Start of Extracted text

Though the rains are consistent and we get rain every
afternoon the trees that are adapted are amazingly resistant. Though covered in lichens, epiphytes and
parasites we recently had a orange harvest from the 3-4 trees growing by the
house. This harvest gave 6, 50 lb sacks
of fruit to be distributed, after they had been harvested multiple times
previously. The result has been a glut
of fresh orange juice every meal. It is
a real struggle to live in poverty!
The downside to all this is we still have yet to find a farm
for our own. Though we have learned from
our experiences that you can't rush these things it is frustrating working for
someone else when you would rather be doing it for yourself. Besides the frustration it is good however
to learn the inner workings of a farm before we are thrown in the deep
end. In any new country there are obviously new cultural
dimensions, and though the difference between Latin America and the US/England
is very minor compared to much of Africa it is good to take it all in while the
failures won’t come back to haunt you.
It is nice to have the growing pains of learning a new language on this
farm rather than on our own and it is nice to allow someone else to be pegged
as the rich foolish gringo and learn from it before we are in the same boat.
Until we get a farm and are allowed to apply for residency
we have to make a quarterly border crossing to restart our visas. A few weeks back we crossed into Nicaragua to
do this but we also had the chance to visit former co-workers of mine in Nicaragua. We had a nice time staying at the lodge which
I lived at for 2 months last year. This
time there were a few new residents to the area that I had never noticed
though.
First there is big talk of the new canal going through
Nicaragua and I assume it will completely change southern Nicaragua and destroy
much of the wildlife, forests and sport fishing of the Rio San Juan unless a
big part of the money goes to policing the area against illegal loggers. One thing that will hopefully change though
is the growing prevalence of drug runner in the area. The local lodge owner pointed out a number of
new houses in the middle of no where with owners that had no jobs. It brings to reality the problems of the
American drug policy and how our war on drugs is doing nothing but wasting tax payers
money and making the minority of drug runners rich while preying on the poor rural
farmers with more land than education.
(make it all legal and put the profits to educate people and we would be
much better off)

End of Extracted text

Exercise aim:
Pick up the passage about farm life and the visa trip into Nicaragua, writing on from its final sentence.

Start of Data extract

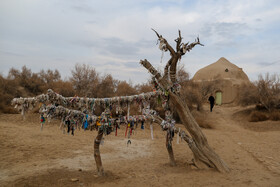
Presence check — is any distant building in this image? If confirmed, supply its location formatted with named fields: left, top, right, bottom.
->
left=192, top=57, right=250, bottom=105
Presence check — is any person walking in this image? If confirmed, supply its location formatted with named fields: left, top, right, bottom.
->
left=40, top=114, right=46, bottom=131
left=208, top=95, right=215, bottom=112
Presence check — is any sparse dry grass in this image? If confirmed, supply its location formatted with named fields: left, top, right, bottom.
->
left=249, top=111, right=269, bottom=122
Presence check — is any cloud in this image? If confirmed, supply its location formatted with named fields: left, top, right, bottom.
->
left=0, top=0, right=280, bottom=83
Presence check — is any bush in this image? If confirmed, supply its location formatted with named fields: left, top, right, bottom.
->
left=269, top=111, right=280, bottom=121
left=192, top=110, right=213, bottom=129
left=249, top=111, right=269, bottom=122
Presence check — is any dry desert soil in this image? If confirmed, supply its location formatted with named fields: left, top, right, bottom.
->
left=0, top=106, right=280, bottom=187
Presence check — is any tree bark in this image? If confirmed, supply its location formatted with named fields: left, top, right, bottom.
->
left=94, top=129, right=104, bottom=176
left=165, top=131, right=176, bottom=166
left=140, top=59, right=229, bottom=172
left=170, top=92, right=229, bottom=172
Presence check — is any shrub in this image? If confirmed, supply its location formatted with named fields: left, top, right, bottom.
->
left=269, top=111, right=280, bottom=121
left=249, top=111, right=268, bottom=122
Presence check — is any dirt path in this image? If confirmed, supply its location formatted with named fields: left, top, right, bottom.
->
left=0, top=107, right=280, bottom=186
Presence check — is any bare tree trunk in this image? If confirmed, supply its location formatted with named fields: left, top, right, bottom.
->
left=166, top=131, right=176, bottom=166
left=94, top=129, right=104, bottom=176
left=140, top=59, right=229, bottom=172
left=170, top=92, right=229, bottom=172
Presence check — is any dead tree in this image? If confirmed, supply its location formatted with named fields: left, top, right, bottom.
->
left=140, top=30, right=229, bottom=172
left=94, top=129, right=104, bottom=176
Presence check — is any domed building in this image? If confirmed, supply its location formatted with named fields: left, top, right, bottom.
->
left=192, top=57, right=250, bottom=105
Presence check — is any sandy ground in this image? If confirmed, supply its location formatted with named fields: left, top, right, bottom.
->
left=0, top=106, right=280, bottom=186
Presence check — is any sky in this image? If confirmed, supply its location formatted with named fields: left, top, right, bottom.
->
left=0, top=0, right=280, bottom=84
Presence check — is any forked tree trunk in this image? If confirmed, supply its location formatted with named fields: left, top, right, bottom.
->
left=94, top=129, right=104, bottom=176
left=140, top=59, right=229, bottom=172
left=170, top=92, right=229, bottom=172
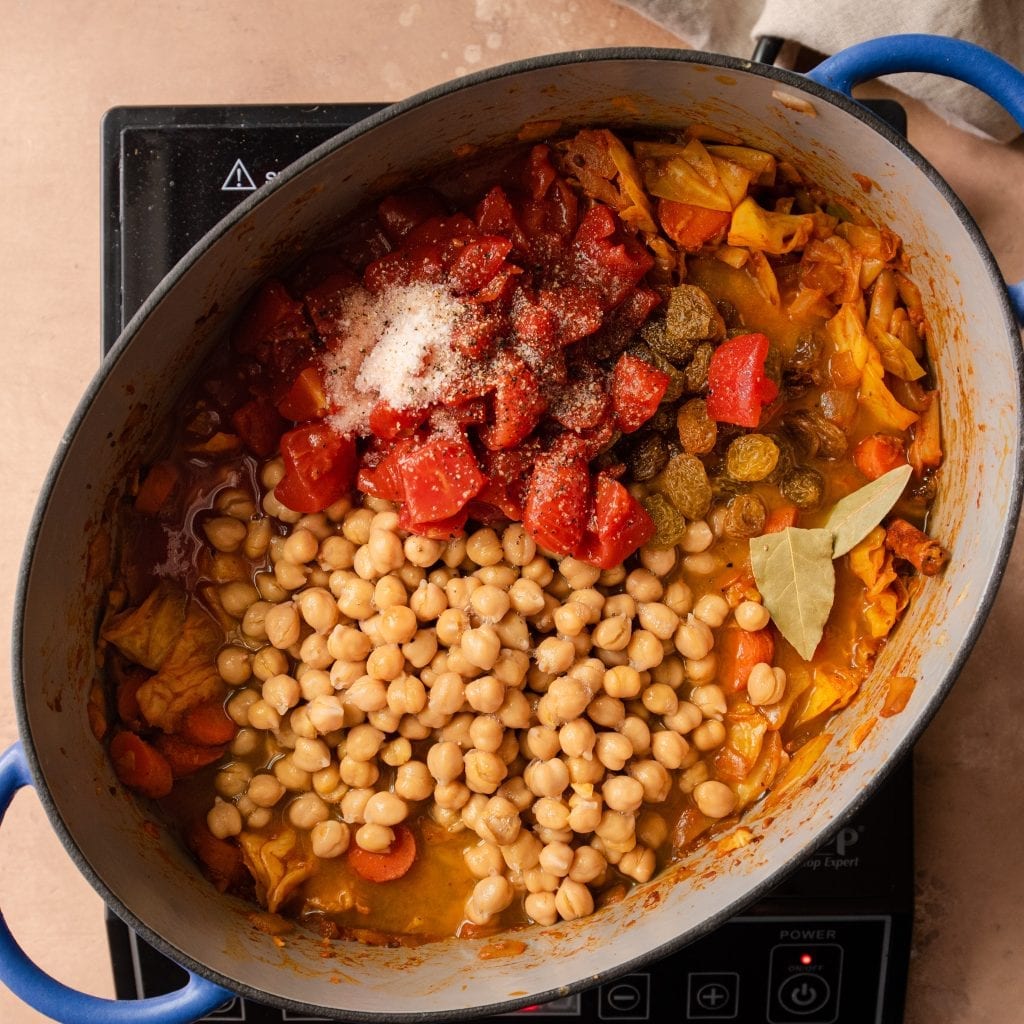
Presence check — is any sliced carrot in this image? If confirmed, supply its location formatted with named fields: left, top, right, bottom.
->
left=853, top=434, right=906, bottom=480
left=715, top=626, right=775, bottom=693
left=181, top=700, right=239, bottom=746
left=657, top=199, right=731, bottom=252
left=348, top=825, right=416, bottom=882
left=185, top=819, right=246, bottom=892
left=153, top=734, right=224, bottom=778
left=111, top=732, right=174, bottom=800
left=762, top=505, right=800, bottom=534
left=135, top=462, right=181, bottom=515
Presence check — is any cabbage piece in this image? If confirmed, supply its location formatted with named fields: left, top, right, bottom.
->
left=728, top=197, right=814, bottom=256
left=138, top=602, right=224, bottom=732
left=708, top=144, right=776, bottom=185
left=633, top=139, right=738, bottom=213
left=100, top=583, right=188, bottom=672
left=239, top=828, right=316, bottom=913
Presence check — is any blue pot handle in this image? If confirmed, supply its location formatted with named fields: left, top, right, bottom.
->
left=807, top=34, right=1024, bottom=324
left=0, top=742, right=233, bottom=1024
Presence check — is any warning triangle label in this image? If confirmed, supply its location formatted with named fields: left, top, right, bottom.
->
left=220, top=158, right=256, bottom=191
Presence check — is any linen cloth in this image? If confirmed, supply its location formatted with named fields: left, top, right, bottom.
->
left=618, top=0, right=1024, bottom=142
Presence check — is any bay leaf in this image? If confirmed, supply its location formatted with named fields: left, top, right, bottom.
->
left=824, top=466, right=912, bottom=558
left=751, top=526, right=836, bottom=662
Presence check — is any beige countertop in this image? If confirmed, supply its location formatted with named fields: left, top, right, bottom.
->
left=0, top=0, right=1024, bottom=1024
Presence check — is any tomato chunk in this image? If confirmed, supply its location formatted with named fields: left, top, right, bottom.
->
left=522, top=454, right=590, bottom=555
left=657, top=199, right=732, bottom=253
left=231, top=398, right=287, bottom=459
left=348, top=825, right=416, bottom=882
left=708, top=334, right=778, bottom=427
left=573, top=473, right=655, bottom=569
left=398, top=437, right=487, bottom=523
left=611, top=352, right=669, bottom=434
left=273, top=423, right=357, bottom=512
left=278, top=367, right=327, bottom=423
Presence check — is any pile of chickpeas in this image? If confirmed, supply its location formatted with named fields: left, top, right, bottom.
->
left=202, top=459, right=786, bottom=925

End of Data extract

Response to this task:
The most interested new inhabitant of the lodge however is
there new adult Cayman that has taken up residency next to the dock. Only being about 3.5 feet long I figured I
could get pretty close to get a real action shot. I wasn’t disappointed (except for the fact
that I didn’t have the camera ready) I
had a Cayman leap out of the water when my head was down checking my
footing. I looked up to see the jaws of
a the reptile snap but a foot from my face and fall back into the water,
thankfully without my nose. Trying to
get the shot again I repeated the process the next morning with Claire as the
photographer and witness only to be disappointed in the rapid fire option on
the camera and the rotted riverbank that separated me from a teenage Cayman
full of piss and vinegar. Not quite as
powerful as former encounters with Great Whites or 800lb gorillas but I will
admit having the snapping jaws of a reptile almost my size close enough to my
face to see his cavities did give me the incentive to not be as adventurous the
second time around.
Having left Nicaragua it was official that Claire has now
visited more countries than me. (F****** B****.
I need to leave her behind more often, can you believe it she is at 32 countries!,
its because Europe is full of pseudo countries like Wales, who counts Wales!)
After we left Nicaragua we stayed at a farm/lodge on our
way back home. We were lucky enough to have it paid for by
the farm owners we work for so that we can gather info and techniques to bring
back to the farm. It was a very nice
place and I would recommend it to any one in Visiting Costa Rica that is
interested in sustainable agriculture, its called Luna Nueva. On our way back I also decided to break our
rule and purchase a motorcycle, this hog gets over a hundred miles to the
gallon! I dare anyone to find another
motorcycle that came with a speedy Gonzalas decal on it!
The final things of interest that I have to write about,
(this will hopefully fulfil my quota for this year) are the earthquakes and my
murderous ways. We have had a few
earthquakes the last few months that have been noticeable. The first almost dropped a pile of lumber on
my head but they are nothing like the news makes them out to be. And finally I shot a cow in the head and cut
it up for dinner. (Claire said its
interesting and I should write about it)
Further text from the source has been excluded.